--- start of Information shown ---
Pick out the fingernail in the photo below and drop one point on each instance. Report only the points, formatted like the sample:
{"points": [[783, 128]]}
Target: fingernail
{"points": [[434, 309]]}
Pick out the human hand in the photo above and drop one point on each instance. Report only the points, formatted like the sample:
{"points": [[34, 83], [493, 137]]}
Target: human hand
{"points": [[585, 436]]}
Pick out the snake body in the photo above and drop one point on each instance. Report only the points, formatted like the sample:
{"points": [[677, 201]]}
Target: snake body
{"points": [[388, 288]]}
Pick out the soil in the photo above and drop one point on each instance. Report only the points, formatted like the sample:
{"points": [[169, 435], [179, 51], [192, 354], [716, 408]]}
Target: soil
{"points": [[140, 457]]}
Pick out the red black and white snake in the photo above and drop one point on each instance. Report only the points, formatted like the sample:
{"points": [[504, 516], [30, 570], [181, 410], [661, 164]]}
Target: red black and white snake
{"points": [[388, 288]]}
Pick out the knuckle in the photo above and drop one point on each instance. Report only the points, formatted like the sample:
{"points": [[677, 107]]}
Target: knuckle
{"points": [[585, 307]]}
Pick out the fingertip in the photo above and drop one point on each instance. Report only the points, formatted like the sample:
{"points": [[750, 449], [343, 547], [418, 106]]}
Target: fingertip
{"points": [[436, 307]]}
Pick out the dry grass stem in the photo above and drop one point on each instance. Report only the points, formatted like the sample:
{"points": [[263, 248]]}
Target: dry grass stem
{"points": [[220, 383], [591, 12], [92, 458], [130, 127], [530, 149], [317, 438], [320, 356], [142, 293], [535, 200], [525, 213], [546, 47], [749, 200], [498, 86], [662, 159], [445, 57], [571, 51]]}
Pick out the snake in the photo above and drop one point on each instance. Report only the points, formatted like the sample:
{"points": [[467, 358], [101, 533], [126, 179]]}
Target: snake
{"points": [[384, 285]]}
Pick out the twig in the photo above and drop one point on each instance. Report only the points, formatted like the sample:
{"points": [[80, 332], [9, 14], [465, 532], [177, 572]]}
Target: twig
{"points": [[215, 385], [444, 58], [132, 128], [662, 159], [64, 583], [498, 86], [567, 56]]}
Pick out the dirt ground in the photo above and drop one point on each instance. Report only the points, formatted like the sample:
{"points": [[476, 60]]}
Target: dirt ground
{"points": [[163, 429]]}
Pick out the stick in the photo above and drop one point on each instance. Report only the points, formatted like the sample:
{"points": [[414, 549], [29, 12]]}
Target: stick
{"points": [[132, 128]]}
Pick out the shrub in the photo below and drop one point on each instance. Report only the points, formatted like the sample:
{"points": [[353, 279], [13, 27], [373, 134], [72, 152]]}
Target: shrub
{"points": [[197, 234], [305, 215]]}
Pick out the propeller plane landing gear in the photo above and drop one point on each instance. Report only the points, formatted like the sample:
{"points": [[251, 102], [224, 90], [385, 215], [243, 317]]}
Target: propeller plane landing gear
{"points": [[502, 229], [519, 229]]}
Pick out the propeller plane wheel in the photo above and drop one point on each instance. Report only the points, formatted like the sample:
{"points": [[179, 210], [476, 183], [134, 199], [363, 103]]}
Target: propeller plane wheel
--- end of Information shown ---
Copy every line of the material, please, keeping it exactly the same.

[Solution]:
Pick out the fingernail in the photo below and drop one point on each instance. Report only the points, formatted like the sample:
{"points": [[783, 128]]}
Target: fingernail
{"points": [[434, 309]]}
Pick out the human hand in the photo above and drop one point on each instance. Report only the points, formatted like the sample:
{"points": [[34, 83], [493, 137]]}
Target: human hand
{"points": [[585, 436]]}
Pick out the snake body in the photo above and drop one point on each instance. Report only the points, formatted like the sample:
{"points": [[677, 201]]}
Target: snake body
{"points": [[388, 288]]}
Pick out the soil in the photo above and drop one point on each instance. Report only the points, formatted like the sample:
{"points": [[169, 435], [179, 51], [192, 354], [716, 408]]}
Target: soil
{"points": [[140, 457]]}
Pick out the red black and white snake in the photo above and drop one point on each instance. Report only the points, formatted like the sample:
{"points": [[504, 516], [30, 570], [181, 410], [661, 164]]}
Target: red black and white snake
{"points": [[388, 288]]}
Pick out the knuckle in the photo above and drop one point on each instance. Report only the points, formatted like the sample:
{"points": [[677, 107]]}
Target: knuckle
{"points": [[585, 307]]}
Pick out the fingertip in the photo above and drop one point on each instance. Report only the points, formatted like the sample:
{"points": [[750, 449], [343, 547], [418, 106]]}
Target: fingertip
{"points": [[436, 307]]}
Pick out the dry grass stem in the photo above and drop one point on each instance. Report only the points, formatted like the sample:
{"points": [[263, 248]]}
Target: dry grass stem
{"points": [[220, 383], [591, 12], [92, 458], [130, 127], [530, 149], [317, 438], [320, 356], [142, 293], [535, 200], [525, 213], [546, 47], [749, 200], [498, 86], [662, 159], [445, 57], [571, 51]]}
Pick out the snake in the photo above and drop one point on each instance. Report only the points, formatted like the sample:
{"points": [[467, 358], [101, 533], [126, 179]]}
Target: snake
{"points": [[384, 285]]}
Pick out the twig in the photo above and drop one point on each instance. Report only the points, formatted like the sample:
{"points": [[80, 332], [9, 14], [465, 532], [177, 572]]}
Target: twig
{"points": [[215, 385], [444, 58], [132, 128], [662, 159], [64, 583], [498, 86], [567, 56]]}
Pick out the dirt ground in the photo above and drop one point on each instance. Report only the points, formatted like the sample:
{"points": [[476, 60]]}
Target: dirt ground
{"points": [[163, 429]]}
Pick out the stick in the photo above and drop one point on each instance. Report only the points, formatted like the sample:
{"points": [[414, 549], [29, 12]]}
Target: stick
{"points": [[132, 128]]}
Pick out the shrub in the photo below and drop one point on each instance. Report only the points, formatted like the sample:
{"points": [[353, 279], [13, 27], [373, 134], [72, 152]]}
Target: shrub
{"points": [[197, 234], [305, 215]]}
Pick out the propeller plane landing gear in the photo above and drop one point on each instance. Report only the points, formatted like the sample:
{"points": [[251, 102], [224, 90], [385, 215], [243, 317]]}
Target: propeller plane landing gear
{"points": [[502, 229], [519, 229]]}
Pick out the propeller plane wheel in the photo above and drop one point on each instance. Report only the points, formatted like the sample:
{"points": [[179, 210], [476, 183], [134, 199], [363, 103]]}
Target: propeller plane wheel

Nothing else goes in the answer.